··· Input

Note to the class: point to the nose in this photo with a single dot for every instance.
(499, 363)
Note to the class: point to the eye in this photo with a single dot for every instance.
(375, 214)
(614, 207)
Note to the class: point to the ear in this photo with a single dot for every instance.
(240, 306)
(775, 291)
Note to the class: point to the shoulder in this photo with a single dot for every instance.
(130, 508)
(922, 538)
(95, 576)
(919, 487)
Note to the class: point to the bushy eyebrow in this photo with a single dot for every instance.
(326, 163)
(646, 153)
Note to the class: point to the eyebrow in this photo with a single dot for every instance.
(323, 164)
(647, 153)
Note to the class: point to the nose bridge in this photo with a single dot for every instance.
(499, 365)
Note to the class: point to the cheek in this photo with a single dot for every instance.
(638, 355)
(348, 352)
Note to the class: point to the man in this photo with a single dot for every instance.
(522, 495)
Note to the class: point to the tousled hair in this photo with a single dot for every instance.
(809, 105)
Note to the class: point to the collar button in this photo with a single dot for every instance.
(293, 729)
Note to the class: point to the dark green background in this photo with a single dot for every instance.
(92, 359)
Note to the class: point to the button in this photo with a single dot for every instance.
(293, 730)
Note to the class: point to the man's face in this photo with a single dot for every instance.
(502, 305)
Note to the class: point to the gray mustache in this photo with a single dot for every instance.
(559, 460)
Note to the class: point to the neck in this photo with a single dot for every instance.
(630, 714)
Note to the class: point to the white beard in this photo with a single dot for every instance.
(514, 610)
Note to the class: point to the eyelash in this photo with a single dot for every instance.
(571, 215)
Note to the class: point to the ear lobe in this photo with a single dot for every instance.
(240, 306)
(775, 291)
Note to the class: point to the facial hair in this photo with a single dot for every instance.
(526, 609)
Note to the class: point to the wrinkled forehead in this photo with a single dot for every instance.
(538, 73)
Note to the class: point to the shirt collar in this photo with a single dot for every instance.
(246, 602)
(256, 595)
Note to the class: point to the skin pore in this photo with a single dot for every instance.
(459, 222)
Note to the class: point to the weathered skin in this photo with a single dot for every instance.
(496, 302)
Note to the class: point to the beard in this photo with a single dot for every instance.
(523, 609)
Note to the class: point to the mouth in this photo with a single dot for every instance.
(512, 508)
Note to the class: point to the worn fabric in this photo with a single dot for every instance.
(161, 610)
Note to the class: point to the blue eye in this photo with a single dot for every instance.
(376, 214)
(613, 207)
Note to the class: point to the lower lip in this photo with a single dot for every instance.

······

Give all the rows above as a Markdown table with two columns, n for the line number and Line for the line itself, leaving out any blank lines.

- Response -
| n | Line |
|---|---|
| 1 | Note to the class: point to the nose in this photo with a single dot for every instance. |
| 2 | (499, 363) |
| 3 | Note to the class: point to the eye in this photo with a single dot for every instance. |
| 4 | (375, 214) |
| 5 | (614, 207) |
| 6 | Note to the class: point to the ear in this photo with a single dot for every instance. |
| 7 | (240, 306) |
| 8 | (775, 291) |
| 9 | Note to the class: point to the shoulder in this photo with a single dot for every instance. |
| 10 | (130, 508) |
| 11 | (922, 538) |
| 12 | (95, 576) |
| 13 | (919, 487) |
| 14 | Note to the class: point to the bushy eyebrow in this photo with a single dot for every instance. |
| 15 | (326, 163) |
| 16 | (646, 153) |
| 17 | Note to the class: point to the eyebrow in this photo with a single dot for every instance. |
| 18 | (323, 164) |
| 19 | (647, 153) |
| 20 | Note to the class: point to the nose bridge in this photo with a single dot for every instance. |
| 21 | (499, 365) |
| 22 | Note to the class: point to the cheek in this photo with a single dot for every instance. |
| 23 | (638, 355) |
| 24 | (348, 352) |
| 25 | Note to the class: point to the man in this photo with a single dot for every instance. |
| 26 | (522, 495) |
| 27 | Note to the class: point to the tousled hair in this photo with a single dot for every instance. |
| 28 | (809, 105) |
| 29 | Note to the class: point to the collar button in this photo with a single dot for every instance. |
| 30 | (293, 729) |
| 31 | Note to the class: point to the dark green background in this photo with a single dot for every instance. |
| 32 | (92, 359) |
| 33 | Note to the class: point to the button in this photo with a single dot for every instance. |
| 34 | (293, 730) |
| 35 | Note to the class: point to the man's face in this photo with a single dot for every instance. |
| 36 | (502, 305) |
| 37 | Note to the class: point to the gray mustache in this photo with a single dot for every instance. |
| 38 | (559, 460) |
| 39 | Note to the class: point to the neck in this photo with a single dot for every instance. |
| 40 | (630, 714) |
| 41 | Note to the class: point to the white beard in this photo with a single dot for every instance. |
| 42 | (514, 610) |
| 43 | Note to the class: point to the eyelash in this photo with a single dot for every instance. |
| 44 | (571, 215) |
| 45 | Note to the class: point to the ear lobe in this photo with a single dot for every instance. |
| 46 | (240, 306) |
| 47 | (775, 291) |
| 48 | Note to the class: point to the facial hair in this photo with a single dot for every instance. |
| 49 | (526, 609) |
| 50 | Note to the class: point to the wrinkled forehead in this photo with a single dot for every instance. |
| 51 | (538, 73) |
| 52 | Note to the class: point to the shirt collar in this photo with a single dot for every instance. |
| 53 | (246, 602) |
| 54 | (256, 595) |
| 55 | Note to the class: point to the skin pore in this photo with a single dot for every instance. |
| 56 | (459, 222) |
| 57 | Note to the class: point to the weathered skin in this photo with a single dot for every instance. |
| 58 | (496, 302) |
| 59 | Note to the class: point to the beard in this photo with a single dot for every instance. |
| 60 | (523, 609) |
| 61 | Note to the class: point to the mouth in this photo with a single dot for every instance. |
| 62 | (512, 508) |
| 63 | Note to the class: point to the worn fabric in this photo with a single dot for every instance. |
| 64 | (161, 610) |
| 65 | Note to the class: point to the blue eye in this photo with a single dot for every instance. |
| 66 | (376, 214) |
| 67 | (613, 207) |
| 68 | Note to the class: point to the lower lip in this photo with a single dot for every instance. |